• [YOUR TASK]: Identify the line that contains "Task: for the roadway count, mark the white subway" in the material. Output it and every line after it, unchanged, through the end.

Stored items
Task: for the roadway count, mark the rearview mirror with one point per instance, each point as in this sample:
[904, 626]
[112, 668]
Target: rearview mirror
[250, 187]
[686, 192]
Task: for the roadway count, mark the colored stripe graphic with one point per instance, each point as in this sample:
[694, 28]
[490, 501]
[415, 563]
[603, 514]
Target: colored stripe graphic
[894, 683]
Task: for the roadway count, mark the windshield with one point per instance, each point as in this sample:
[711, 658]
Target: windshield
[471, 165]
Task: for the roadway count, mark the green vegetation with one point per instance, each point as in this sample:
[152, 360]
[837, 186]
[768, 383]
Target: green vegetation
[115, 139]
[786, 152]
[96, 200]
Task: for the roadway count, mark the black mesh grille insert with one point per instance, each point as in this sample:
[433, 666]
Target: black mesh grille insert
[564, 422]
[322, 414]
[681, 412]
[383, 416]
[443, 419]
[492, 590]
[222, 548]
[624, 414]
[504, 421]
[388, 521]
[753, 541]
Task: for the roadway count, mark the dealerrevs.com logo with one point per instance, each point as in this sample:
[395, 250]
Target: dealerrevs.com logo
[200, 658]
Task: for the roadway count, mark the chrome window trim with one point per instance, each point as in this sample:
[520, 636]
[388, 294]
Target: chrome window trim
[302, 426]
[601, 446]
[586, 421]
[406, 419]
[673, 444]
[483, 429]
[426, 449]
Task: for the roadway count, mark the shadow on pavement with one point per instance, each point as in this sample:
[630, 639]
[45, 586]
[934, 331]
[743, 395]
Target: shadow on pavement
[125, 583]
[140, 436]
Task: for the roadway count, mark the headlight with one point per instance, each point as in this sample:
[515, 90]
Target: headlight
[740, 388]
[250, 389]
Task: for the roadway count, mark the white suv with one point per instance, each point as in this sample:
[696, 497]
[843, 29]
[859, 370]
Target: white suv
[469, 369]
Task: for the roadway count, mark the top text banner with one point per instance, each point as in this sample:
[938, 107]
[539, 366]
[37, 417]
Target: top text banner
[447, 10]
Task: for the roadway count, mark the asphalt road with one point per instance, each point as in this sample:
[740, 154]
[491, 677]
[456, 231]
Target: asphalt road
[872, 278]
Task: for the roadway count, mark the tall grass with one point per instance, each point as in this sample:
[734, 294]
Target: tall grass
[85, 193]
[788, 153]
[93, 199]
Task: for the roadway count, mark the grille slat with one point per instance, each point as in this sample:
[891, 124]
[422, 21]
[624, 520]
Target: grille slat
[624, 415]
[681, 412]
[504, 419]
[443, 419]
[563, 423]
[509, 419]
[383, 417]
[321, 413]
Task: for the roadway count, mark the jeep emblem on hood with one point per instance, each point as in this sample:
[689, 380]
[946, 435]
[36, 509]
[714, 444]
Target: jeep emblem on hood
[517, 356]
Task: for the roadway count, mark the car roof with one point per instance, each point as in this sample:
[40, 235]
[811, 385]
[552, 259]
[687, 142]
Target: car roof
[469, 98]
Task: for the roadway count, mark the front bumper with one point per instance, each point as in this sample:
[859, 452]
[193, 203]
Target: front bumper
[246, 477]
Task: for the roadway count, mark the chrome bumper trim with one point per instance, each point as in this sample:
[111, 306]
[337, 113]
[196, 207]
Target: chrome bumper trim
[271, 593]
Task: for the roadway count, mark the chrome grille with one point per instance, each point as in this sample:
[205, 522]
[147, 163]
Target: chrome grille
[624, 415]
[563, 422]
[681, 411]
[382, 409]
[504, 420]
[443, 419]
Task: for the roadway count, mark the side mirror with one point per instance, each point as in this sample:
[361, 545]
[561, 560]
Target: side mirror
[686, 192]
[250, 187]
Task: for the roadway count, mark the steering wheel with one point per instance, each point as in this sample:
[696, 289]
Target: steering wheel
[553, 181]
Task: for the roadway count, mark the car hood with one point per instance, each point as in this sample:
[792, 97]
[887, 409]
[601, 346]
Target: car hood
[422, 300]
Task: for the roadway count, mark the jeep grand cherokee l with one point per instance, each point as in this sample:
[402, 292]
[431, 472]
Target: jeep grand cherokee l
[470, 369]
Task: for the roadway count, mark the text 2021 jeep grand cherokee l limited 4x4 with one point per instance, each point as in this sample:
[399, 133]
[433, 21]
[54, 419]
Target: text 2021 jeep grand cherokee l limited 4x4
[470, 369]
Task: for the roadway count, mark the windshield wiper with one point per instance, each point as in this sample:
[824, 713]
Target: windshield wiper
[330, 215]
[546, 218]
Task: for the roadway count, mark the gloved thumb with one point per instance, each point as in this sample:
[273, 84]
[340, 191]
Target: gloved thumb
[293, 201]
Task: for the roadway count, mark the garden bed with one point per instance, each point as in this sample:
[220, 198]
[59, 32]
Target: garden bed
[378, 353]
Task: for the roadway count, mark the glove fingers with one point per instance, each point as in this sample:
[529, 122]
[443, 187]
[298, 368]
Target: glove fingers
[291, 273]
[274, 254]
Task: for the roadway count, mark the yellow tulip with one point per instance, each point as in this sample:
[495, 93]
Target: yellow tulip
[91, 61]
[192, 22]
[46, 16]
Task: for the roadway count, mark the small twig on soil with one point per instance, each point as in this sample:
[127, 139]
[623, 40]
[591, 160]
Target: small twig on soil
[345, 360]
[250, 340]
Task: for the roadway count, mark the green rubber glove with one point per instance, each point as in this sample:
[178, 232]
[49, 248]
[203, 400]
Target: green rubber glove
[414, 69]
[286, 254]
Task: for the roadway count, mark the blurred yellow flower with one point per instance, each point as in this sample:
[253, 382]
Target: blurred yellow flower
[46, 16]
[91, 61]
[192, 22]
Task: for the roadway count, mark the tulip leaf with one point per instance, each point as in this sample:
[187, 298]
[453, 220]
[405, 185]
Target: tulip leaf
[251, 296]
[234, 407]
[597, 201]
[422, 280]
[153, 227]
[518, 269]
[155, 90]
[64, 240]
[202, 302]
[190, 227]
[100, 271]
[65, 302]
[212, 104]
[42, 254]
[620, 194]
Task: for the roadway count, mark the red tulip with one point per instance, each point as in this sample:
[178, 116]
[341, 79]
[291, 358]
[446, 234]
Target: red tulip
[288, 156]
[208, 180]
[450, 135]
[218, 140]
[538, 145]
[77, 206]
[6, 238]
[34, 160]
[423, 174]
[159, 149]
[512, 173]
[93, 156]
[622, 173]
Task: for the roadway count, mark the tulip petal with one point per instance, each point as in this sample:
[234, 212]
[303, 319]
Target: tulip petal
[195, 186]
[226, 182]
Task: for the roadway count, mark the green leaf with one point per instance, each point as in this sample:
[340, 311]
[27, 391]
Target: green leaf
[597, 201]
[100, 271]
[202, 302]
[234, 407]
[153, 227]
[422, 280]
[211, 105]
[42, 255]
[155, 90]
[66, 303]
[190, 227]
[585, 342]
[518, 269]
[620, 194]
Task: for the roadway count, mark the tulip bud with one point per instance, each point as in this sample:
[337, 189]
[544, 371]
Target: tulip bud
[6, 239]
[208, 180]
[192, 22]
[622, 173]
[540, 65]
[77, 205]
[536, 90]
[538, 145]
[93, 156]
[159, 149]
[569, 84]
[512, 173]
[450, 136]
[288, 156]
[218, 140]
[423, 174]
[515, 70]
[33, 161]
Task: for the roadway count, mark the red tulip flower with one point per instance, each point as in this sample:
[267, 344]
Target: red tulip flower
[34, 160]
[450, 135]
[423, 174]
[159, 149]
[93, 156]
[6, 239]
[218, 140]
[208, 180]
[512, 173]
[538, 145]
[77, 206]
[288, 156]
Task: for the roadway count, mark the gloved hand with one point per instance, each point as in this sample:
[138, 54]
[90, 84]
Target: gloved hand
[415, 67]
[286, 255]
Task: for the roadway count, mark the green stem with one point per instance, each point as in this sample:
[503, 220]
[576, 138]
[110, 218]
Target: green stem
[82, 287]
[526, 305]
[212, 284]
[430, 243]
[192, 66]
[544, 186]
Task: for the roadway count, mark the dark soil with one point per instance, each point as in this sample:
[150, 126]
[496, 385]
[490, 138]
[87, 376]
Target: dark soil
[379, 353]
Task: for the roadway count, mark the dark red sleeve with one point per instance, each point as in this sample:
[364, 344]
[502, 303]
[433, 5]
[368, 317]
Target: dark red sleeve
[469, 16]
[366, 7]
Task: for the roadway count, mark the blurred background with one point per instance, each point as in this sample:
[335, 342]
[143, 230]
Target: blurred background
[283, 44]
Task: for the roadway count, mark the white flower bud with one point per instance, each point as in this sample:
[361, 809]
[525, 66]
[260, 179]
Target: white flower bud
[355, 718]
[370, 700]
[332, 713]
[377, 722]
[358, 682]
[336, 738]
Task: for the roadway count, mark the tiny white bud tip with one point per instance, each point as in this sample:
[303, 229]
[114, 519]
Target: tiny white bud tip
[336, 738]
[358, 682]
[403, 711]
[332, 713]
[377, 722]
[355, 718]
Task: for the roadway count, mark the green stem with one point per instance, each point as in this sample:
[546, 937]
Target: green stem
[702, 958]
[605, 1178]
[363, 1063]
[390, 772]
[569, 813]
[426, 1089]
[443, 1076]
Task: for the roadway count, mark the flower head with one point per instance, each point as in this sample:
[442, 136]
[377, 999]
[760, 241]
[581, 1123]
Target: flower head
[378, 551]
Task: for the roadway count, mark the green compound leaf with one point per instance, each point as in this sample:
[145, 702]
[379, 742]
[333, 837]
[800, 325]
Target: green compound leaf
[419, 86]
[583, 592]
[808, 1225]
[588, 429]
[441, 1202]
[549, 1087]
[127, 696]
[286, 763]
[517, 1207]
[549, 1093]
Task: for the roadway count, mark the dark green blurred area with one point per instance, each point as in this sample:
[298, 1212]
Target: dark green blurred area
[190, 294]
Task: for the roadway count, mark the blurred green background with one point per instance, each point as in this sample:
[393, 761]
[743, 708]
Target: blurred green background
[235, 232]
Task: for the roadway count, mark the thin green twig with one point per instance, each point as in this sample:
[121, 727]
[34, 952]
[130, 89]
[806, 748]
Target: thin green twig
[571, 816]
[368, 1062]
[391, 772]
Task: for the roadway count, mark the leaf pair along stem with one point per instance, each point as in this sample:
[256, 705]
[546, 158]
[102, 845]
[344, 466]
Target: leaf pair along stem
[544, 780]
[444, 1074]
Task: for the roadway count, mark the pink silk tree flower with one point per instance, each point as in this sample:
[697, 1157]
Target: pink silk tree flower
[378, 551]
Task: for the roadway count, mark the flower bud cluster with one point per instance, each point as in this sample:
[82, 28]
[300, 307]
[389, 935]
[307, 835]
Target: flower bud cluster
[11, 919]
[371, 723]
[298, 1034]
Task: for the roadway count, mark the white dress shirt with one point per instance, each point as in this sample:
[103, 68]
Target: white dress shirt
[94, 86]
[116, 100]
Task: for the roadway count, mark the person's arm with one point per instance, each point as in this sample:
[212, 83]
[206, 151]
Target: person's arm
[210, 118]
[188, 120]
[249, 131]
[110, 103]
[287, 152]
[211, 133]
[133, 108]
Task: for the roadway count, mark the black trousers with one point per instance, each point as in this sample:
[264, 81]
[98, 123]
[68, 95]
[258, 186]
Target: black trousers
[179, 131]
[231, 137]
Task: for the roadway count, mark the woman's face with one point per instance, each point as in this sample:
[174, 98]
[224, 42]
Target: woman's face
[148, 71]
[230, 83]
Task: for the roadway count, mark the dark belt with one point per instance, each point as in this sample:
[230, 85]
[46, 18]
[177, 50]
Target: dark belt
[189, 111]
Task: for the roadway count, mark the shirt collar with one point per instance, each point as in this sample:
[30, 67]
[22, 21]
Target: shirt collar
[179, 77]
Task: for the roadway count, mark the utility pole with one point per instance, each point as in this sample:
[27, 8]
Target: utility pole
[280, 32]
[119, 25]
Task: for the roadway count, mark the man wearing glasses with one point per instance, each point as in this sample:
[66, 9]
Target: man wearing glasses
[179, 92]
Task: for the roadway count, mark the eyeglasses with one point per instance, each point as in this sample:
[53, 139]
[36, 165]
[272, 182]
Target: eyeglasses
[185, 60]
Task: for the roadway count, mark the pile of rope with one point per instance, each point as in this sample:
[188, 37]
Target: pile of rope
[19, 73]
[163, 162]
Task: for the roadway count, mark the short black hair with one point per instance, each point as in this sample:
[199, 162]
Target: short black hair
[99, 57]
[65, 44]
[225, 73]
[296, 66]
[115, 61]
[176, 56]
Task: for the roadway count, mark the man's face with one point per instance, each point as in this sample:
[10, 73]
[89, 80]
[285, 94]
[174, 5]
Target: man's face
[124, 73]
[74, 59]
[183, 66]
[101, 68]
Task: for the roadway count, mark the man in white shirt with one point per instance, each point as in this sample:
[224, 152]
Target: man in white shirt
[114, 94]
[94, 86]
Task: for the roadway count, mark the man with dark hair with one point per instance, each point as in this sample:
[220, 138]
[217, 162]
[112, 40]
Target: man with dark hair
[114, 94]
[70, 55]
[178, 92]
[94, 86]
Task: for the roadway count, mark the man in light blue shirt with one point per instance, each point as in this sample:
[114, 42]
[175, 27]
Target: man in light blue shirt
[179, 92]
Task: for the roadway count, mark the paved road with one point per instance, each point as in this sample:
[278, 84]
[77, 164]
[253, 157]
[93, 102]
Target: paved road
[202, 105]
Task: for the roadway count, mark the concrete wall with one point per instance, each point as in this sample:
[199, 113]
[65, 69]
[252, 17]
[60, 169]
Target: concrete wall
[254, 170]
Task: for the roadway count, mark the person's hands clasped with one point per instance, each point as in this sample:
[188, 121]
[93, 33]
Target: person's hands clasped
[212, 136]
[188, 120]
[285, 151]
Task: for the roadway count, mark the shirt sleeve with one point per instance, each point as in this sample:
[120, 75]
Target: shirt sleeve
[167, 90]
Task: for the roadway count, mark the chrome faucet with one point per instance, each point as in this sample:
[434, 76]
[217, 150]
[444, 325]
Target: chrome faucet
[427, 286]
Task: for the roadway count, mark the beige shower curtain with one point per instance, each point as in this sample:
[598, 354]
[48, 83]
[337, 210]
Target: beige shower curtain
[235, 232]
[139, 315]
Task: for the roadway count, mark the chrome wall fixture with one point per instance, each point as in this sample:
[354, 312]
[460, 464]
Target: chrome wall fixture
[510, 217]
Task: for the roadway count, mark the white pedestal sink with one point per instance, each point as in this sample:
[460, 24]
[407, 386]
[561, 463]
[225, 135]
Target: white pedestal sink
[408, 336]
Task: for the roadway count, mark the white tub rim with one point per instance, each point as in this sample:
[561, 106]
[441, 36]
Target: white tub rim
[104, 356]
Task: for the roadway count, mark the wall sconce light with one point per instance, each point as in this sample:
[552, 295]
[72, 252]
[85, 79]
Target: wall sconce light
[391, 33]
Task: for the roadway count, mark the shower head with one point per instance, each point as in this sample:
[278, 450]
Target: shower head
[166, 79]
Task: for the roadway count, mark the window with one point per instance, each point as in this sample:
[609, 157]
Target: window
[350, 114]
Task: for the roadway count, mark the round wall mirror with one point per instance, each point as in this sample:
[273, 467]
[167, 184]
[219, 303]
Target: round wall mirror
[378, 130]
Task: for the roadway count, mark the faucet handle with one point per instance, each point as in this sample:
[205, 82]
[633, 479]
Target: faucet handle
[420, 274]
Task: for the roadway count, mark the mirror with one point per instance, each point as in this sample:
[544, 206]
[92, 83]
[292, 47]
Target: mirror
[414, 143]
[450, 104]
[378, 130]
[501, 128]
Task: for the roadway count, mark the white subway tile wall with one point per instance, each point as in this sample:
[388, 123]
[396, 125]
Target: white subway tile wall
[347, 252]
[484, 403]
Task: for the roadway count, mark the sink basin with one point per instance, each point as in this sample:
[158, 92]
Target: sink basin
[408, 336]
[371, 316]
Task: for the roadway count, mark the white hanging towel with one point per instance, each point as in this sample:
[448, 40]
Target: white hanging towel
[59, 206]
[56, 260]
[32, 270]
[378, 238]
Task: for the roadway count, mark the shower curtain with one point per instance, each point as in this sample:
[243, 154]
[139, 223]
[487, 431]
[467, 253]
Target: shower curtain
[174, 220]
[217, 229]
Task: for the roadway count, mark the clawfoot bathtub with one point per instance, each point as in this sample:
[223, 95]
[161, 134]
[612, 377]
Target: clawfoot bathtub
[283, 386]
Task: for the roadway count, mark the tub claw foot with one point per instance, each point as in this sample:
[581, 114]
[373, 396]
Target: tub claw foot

• [IN RESPONSE]:
Task: for the roadway count, mark the white subway tile wall with one point per instance, each point as in this sample:
[388, 123]
[396, 125]
Target: white subway tile wall
[347, 252]
[484, 403]
Task: for the roadway count, mark the sink basin with one point per instance, each point as in this sample:
[158, 92]
Target: sink basin
[408, 336]
[371, 316]
Task: for the roadway count, mark the white hanging towel with one point per instance, each point as in this sample:
[448, 40]
Target: white hanging towel
[59, 206]
[56, 260]
[32, 270]
[378, 238]
Task: for the roadway count, mark the shower curtain with one point per instance, each point as in this sample:
[243, 154]
[139, 223]
[487, 431]
[467, 253]
Target: shower curtain
[174, 220]
[217, 229]
Task: for the roadway count, mark the clawfoot bathtub with one point per instance, each point as in this sample:
[223, 95]
[161, 134]
[612, 377]
Target: clawfoot bathtub
[283, 386]
Task: for the roadway count, mark the tub claw foot with one point per instance, each point as in this sample:
[581, 114]
[373, 396]
Target: tub claw foot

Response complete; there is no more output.